** Document section follows **

AeroLite: Tag-Guided Lightweight Generation of Aerial Image Captions

TL;DR

AeroLite tackles the challenge of high-quality aerial image captioning under resource constraints by integrating explicit semantic tagging with a lightweight visual encoder and a small language model. It generates a large pseudo-caption corpus via GPT-4o, extracts domain-relevant semantic tags, and fuses them with CLIP-derived visual features through a compact bridging MLP. The model is trained in two stages with LoRA-based fine-tuning, enabling effective domain grounding on 1–3B parameter LMs and outperforming many larger models on UCM and Sydney datasets. This approach offers a practical, interpretable, and on-device-friendly solution for remote sensing captioning, with potential applicability to multi-task aerial intelligence systems.

** End of Document section **
** Data section follows **

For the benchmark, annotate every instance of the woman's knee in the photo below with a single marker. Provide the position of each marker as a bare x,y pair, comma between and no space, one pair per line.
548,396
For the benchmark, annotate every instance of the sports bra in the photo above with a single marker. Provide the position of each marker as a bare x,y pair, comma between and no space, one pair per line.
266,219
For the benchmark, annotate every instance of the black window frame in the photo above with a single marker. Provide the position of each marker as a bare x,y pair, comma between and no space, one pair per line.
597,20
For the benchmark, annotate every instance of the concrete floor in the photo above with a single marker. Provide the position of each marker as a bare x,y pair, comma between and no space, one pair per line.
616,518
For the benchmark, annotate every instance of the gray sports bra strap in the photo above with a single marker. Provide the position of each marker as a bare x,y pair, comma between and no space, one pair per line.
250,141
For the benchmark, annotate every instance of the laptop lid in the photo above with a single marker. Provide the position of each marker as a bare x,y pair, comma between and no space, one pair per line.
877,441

** End of Data section **
** Data section follows **

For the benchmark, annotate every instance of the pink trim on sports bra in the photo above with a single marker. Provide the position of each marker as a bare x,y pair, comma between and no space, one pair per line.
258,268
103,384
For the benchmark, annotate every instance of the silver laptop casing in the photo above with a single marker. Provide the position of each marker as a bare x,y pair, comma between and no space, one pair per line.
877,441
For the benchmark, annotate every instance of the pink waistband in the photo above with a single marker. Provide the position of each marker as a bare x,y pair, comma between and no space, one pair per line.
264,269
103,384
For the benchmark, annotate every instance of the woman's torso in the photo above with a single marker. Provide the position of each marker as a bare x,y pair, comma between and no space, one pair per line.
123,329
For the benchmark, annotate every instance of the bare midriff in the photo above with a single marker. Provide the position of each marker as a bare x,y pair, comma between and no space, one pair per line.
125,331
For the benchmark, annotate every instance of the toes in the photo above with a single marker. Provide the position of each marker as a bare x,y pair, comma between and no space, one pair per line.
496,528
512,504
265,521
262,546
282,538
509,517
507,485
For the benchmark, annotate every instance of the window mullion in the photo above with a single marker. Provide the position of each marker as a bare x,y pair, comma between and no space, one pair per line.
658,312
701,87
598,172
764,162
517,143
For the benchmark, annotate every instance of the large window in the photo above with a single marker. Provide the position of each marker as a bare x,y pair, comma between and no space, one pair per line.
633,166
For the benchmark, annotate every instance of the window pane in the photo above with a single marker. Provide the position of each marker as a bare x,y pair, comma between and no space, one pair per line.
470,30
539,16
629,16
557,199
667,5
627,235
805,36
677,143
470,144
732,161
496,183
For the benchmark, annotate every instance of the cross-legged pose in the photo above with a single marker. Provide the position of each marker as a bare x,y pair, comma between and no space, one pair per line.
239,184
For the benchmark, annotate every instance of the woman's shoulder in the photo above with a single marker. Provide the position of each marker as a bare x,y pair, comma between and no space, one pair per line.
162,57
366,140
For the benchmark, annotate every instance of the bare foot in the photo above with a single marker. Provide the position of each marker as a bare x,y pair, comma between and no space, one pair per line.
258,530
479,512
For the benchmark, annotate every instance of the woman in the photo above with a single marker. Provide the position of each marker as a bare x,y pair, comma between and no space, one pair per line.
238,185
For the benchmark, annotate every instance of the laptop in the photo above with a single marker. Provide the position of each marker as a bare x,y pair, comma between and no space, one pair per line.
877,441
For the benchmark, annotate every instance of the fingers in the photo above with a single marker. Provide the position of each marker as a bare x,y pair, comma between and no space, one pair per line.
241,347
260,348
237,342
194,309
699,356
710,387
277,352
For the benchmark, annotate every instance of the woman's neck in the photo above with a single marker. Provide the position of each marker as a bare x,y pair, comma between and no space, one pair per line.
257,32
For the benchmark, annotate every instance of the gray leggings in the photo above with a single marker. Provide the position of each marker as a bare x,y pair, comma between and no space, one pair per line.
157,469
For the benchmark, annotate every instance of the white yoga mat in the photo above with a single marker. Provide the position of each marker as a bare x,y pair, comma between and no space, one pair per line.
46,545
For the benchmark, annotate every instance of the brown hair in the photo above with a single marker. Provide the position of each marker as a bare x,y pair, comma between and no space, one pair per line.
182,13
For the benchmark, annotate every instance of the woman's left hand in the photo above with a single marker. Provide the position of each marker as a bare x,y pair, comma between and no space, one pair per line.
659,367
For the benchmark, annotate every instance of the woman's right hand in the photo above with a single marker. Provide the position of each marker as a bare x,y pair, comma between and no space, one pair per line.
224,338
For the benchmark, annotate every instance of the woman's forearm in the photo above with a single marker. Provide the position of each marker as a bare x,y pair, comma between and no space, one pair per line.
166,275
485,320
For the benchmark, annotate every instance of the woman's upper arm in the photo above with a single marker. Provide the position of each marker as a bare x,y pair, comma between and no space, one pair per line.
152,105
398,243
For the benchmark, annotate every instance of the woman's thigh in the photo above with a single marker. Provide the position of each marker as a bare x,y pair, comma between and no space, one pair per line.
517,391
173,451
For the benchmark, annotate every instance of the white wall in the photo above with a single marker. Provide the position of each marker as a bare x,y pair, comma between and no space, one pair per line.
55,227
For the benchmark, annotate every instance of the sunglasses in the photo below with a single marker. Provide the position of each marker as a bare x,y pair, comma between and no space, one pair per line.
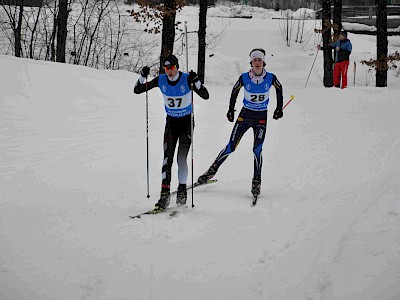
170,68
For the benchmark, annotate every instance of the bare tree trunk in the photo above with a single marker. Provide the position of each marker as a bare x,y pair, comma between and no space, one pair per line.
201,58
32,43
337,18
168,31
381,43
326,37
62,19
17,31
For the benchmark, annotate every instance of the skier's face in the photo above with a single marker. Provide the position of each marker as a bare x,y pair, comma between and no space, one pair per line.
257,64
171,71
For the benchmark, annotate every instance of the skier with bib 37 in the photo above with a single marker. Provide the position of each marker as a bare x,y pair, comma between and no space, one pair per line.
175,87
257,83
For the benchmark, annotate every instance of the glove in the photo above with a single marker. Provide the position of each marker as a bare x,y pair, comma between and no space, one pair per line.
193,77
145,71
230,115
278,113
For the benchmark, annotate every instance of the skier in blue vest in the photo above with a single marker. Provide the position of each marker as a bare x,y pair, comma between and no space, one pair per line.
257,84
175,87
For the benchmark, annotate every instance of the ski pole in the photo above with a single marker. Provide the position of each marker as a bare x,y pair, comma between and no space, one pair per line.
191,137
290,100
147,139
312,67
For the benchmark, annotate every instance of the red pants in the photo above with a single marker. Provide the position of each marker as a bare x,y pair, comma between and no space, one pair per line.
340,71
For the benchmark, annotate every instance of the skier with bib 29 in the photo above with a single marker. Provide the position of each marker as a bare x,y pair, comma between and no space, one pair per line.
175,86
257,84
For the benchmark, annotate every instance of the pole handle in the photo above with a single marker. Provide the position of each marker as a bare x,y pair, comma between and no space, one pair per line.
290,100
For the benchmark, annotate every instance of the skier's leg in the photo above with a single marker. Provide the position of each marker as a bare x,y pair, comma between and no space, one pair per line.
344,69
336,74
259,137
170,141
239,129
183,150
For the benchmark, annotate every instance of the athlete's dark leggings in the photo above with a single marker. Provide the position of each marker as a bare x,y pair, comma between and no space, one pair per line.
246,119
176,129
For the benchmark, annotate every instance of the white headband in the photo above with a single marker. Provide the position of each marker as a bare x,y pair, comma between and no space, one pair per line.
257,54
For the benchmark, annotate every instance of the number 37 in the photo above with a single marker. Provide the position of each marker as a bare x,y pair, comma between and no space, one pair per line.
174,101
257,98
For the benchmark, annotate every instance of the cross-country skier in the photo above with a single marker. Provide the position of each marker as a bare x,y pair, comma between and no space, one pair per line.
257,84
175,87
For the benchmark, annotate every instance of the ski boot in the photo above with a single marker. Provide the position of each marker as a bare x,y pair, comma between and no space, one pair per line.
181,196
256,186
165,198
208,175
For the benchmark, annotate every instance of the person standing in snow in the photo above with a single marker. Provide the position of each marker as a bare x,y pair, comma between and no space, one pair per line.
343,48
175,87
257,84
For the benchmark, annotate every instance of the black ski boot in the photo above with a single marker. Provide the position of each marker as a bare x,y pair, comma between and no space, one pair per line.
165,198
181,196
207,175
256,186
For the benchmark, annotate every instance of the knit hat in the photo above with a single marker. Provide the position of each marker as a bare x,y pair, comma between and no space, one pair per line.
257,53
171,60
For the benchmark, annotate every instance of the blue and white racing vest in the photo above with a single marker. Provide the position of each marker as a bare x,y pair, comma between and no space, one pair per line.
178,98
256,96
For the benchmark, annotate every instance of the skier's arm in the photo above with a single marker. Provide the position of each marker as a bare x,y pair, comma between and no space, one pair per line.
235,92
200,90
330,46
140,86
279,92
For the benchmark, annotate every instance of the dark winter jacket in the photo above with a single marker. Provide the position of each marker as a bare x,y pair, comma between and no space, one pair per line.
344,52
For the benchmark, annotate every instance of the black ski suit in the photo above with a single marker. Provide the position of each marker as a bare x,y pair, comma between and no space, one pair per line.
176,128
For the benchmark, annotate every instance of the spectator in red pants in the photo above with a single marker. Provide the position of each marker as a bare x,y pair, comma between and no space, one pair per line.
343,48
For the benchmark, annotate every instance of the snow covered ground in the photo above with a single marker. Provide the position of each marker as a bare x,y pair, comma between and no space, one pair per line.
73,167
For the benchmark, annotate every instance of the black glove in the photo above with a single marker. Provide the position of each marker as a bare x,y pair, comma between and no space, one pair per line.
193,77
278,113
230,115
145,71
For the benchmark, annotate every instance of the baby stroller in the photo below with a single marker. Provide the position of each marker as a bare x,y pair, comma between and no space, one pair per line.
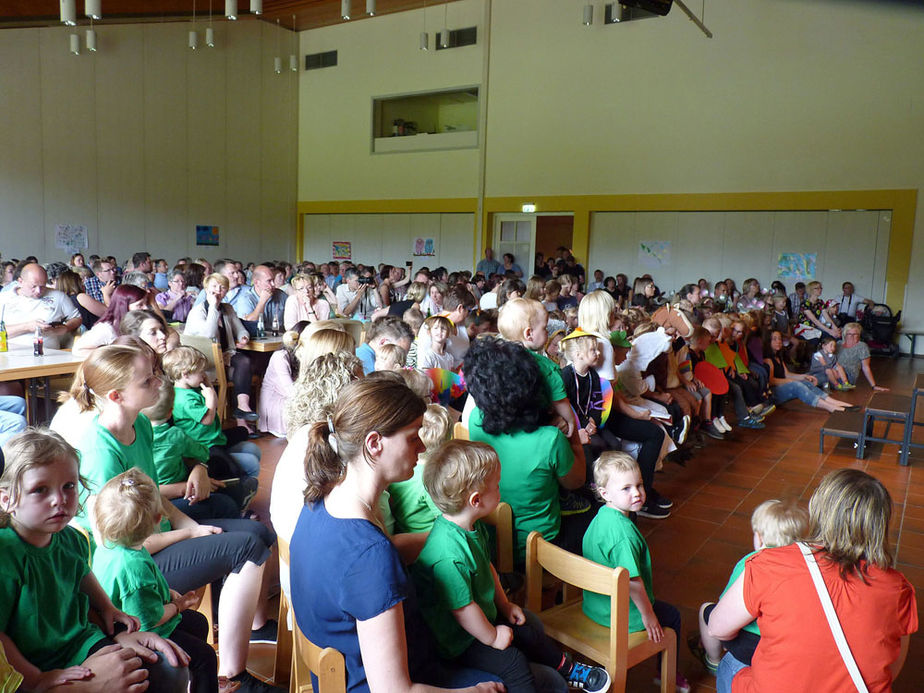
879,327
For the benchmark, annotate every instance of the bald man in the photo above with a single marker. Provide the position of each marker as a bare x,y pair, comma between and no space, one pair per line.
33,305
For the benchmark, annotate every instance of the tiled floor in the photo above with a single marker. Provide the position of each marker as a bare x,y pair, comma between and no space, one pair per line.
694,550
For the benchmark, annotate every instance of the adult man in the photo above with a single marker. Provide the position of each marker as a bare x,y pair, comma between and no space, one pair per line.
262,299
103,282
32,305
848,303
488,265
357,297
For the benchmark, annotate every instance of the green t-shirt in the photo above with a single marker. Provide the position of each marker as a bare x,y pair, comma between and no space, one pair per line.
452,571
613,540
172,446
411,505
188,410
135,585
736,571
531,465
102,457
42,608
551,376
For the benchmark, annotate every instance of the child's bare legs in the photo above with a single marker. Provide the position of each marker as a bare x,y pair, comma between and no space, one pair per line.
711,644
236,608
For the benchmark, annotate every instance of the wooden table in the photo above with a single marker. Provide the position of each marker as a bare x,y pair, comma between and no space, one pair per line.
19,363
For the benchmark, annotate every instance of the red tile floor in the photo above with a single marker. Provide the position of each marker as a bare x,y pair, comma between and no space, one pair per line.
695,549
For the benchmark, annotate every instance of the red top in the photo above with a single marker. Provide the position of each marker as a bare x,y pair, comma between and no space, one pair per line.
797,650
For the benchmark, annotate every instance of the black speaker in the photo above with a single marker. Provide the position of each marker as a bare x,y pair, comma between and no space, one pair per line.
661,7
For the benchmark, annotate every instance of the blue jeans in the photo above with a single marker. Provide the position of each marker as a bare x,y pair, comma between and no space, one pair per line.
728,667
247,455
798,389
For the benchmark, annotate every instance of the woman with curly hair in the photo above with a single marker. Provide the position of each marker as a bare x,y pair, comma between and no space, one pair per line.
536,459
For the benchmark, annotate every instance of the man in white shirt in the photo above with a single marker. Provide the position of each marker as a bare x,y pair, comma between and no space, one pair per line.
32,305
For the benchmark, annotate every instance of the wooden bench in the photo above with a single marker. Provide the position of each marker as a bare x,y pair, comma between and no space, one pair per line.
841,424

** End of Data section **

> Task objective
Return the text about AeroLite aerial image captioning in full, with every word unchanged.

> Your solution
AeroLite: Tag-Guided Lightweight Generation of Aerial Image Captions

TL;DR

AeroLite tackles the challenge of high-quality aerial image captioning under resource constraints by integrating explicit semantic tagging with a lightweight visual encoder and a small language model. It generates a large pseudo-caption corpus via GPT-4o, extracts domain-relevant semantic tags, and fuses them with CLIP-derived visual features through a compact bridging MLP. The model is trained in two stages with LoRA-based fine-tuning, enabling effective domain grounding on 1–3B parameter LMs and outperforming many larger models on UCM and Sydney datasets. This approach offers a practical, interpretable, and on-device-friendly solution for remote sensing captioning, with potential applicability to multi-task aerial intelligence systems.